— WHAT THIS TASK INVOLVES —
From the records below, keep only the lines that contain the string "straw", and copy each of those lines in full.

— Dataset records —
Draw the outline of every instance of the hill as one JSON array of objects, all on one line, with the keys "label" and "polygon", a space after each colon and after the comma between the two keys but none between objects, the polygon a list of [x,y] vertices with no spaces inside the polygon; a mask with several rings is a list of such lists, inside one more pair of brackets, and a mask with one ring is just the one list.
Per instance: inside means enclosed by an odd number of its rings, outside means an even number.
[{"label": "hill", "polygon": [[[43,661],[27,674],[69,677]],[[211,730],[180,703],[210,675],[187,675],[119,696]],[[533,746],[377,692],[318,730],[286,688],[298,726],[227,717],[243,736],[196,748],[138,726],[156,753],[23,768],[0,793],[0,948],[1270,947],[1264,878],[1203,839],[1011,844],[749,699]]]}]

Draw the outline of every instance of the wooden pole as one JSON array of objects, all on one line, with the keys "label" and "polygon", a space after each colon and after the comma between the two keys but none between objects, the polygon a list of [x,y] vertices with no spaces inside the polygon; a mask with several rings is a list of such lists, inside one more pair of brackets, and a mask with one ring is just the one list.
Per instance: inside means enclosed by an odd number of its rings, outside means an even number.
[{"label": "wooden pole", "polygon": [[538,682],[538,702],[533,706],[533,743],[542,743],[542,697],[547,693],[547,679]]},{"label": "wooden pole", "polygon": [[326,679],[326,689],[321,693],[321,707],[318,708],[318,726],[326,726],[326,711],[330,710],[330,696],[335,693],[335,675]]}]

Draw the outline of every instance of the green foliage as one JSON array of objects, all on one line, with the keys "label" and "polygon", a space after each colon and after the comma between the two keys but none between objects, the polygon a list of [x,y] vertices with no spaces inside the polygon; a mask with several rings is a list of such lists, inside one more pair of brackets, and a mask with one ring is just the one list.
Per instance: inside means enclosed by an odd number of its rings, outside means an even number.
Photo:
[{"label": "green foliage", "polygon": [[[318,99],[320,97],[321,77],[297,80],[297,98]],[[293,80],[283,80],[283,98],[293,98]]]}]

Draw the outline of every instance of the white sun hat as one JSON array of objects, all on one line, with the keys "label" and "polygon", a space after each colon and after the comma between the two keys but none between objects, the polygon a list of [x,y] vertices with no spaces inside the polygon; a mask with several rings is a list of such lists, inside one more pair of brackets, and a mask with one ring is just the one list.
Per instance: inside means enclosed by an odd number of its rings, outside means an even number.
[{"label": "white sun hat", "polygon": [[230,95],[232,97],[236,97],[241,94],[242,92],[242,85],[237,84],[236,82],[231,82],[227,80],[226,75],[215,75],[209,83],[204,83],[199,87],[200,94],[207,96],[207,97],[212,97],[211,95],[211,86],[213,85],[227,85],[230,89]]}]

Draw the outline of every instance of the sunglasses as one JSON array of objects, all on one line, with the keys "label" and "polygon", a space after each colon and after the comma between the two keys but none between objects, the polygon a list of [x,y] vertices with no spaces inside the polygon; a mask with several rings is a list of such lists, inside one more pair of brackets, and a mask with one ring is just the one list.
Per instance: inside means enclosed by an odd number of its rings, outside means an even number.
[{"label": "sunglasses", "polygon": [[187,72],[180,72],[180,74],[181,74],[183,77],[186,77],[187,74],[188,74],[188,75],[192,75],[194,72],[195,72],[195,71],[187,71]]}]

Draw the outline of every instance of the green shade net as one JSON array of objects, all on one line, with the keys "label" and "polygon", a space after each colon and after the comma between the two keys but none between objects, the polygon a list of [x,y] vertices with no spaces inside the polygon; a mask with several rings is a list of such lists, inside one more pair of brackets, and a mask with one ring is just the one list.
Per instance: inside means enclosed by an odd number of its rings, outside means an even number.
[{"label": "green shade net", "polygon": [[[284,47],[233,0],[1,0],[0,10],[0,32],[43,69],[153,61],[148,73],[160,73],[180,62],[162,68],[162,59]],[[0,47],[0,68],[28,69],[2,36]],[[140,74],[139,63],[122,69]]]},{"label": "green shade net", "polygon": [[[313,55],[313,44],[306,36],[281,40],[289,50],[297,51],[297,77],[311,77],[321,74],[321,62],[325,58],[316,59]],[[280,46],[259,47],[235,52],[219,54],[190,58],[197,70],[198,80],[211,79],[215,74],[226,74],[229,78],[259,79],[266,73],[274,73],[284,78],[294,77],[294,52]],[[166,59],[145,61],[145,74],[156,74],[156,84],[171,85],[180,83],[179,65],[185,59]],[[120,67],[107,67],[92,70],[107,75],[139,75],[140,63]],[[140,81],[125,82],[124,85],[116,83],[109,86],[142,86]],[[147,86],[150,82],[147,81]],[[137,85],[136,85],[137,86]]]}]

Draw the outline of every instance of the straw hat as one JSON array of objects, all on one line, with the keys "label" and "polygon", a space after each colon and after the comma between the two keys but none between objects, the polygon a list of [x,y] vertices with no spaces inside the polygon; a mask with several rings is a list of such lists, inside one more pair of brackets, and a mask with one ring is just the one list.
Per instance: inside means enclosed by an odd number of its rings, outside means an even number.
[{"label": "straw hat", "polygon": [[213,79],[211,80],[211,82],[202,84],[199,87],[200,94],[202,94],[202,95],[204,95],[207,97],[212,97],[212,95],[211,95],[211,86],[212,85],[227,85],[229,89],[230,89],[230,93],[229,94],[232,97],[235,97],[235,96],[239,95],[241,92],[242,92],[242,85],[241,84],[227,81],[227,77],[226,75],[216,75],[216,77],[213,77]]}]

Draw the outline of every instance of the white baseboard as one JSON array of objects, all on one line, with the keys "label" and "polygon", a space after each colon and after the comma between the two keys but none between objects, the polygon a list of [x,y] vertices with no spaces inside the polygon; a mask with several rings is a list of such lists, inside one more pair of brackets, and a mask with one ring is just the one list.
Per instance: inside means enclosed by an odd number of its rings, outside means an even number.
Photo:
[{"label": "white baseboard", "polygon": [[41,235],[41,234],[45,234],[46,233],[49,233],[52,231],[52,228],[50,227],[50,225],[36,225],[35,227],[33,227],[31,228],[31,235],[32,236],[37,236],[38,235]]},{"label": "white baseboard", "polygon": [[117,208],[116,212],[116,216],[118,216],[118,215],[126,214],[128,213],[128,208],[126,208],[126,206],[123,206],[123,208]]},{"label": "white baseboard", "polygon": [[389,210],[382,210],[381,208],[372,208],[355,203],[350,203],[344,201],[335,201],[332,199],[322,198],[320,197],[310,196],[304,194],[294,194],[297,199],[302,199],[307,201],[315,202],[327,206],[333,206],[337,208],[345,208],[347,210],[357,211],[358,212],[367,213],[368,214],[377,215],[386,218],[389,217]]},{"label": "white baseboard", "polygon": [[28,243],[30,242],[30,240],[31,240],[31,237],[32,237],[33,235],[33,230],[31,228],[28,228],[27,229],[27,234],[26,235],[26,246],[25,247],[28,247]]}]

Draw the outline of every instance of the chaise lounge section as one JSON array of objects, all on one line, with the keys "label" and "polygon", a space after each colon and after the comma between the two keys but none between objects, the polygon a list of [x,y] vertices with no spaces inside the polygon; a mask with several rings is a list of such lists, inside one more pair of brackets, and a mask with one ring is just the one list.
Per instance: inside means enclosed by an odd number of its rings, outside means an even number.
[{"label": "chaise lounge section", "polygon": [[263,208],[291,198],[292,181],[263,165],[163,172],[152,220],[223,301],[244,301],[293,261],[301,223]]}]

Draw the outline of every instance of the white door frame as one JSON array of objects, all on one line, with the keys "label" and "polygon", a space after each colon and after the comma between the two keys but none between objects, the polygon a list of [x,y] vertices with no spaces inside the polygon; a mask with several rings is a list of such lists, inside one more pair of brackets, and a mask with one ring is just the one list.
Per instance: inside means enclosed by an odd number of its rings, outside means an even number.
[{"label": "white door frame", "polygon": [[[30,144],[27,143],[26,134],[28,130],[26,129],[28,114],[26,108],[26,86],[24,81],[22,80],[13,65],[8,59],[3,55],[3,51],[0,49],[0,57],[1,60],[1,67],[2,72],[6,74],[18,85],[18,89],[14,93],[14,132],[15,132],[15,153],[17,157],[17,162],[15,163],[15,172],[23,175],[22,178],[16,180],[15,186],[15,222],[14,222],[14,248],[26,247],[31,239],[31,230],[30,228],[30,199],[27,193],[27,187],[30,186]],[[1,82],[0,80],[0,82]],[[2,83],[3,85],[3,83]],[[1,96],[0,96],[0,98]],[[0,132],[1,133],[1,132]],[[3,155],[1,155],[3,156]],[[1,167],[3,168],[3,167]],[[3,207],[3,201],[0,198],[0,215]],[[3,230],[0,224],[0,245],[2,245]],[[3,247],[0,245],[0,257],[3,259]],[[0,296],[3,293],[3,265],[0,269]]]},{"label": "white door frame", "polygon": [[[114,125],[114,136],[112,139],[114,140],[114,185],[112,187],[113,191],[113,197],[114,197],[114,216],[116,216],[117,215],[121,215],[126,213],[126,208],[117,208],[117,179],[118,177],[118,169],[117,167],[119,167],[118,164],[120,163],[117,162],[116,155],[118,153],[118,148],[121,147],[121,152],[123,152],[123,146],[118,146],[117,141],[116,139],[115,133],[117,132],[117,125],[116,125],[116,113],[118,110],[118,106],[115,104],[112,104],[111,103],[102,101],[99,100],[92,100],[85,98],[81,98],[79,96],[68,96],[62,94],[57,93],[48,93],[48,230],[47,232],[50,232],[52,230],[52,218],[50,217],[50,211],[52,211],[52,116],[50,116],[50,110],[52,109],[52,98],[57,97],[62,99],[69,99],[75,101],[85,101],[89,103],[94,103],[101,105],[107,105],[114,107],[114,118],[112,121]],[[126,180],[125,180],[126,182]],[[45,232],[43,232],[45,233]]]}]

— EXERCISE RESPONSE —
Draw the outline of every instance of the straw hat as one JSON array of objects, all on one line, with the keys "label" and "polygon", a space after each colon and after the comma between the two keys but none between objects, the polygon a list of [x,y] vertices with no spaces inside the polygon; a mask with several rings is a list of such lists, inside one more pair of brackets, and a mask with one ring is just the one list.
[{"label": "straw hat", "polygon": [[213,79],[211,80],[211,82],[202,84],[199,87],[200,94],[202,94],[202,95],[204,95],[207,97],[212,97],[212,95],[211,95],[211,86],[212,85],[227,85],[229,89],[230,89],[230,93],[229,94],[232,97],[235,97],[235,96],[239,95],[241,92],[242,92],[242,85],[241,84],[227,81],[227,77],[226,75],[216,75],[216,77],[213,77]]}]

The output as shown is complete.